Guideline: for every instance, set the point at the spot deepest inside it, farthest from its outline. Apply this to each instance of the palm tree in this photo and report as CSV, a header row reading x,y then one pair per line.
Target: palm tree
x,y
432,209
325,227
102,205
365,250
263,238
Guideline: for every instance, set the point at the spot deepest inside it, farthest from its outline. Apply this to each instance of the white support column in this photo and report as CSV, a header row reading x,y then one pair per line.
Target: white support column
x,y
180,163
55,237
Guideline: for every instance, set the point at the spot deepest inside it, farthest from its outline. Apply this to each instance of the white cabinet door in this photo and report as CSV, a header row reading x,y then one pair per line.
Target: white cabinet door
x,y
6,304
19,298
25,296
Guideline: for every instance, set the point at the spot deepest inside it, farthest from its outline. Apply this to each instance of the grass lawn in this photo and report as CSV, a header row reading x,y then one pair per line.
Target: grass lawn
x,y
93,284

--------------------------------

Problem: The entries shown above should be copied out word for word.

Exercise solution:
Guideline: for every instance, set the point at the spot deepest inside it, farthest from its outline. Apply this to each instance of the palm tree in this photo and report as CSV, a header row reading x,y then one pair per line.
Target: palm tree
x,y
432,209
325,227
102,205
365,250
263,238
Guideline: for every instance, set the point at the spot deepest inside it, farthest from its outline. Apply this to each instance of the white support column in this photo and report as CSV, a header row reading x,y then one pair per line.
Target: white support column
x,y
180,163
55,237
Guideline: for every instance, set the point at the spot deepest inside it, farthest from its outline. Apply this to each instance of the white cabinet door in this photo and report as CSV, a header row reading x,y then one pair per line.
Target: white cabinet door
x,y
6,304
19,298
25,296
Guideline: for every instance, set the point at the spot deepest inside it, farthest from its outline. Apply this to each instance of the grass lawn in this photo and report as CSV, a header row reading x,y then one pair per line.
Target: grass lawn
x,y
93,284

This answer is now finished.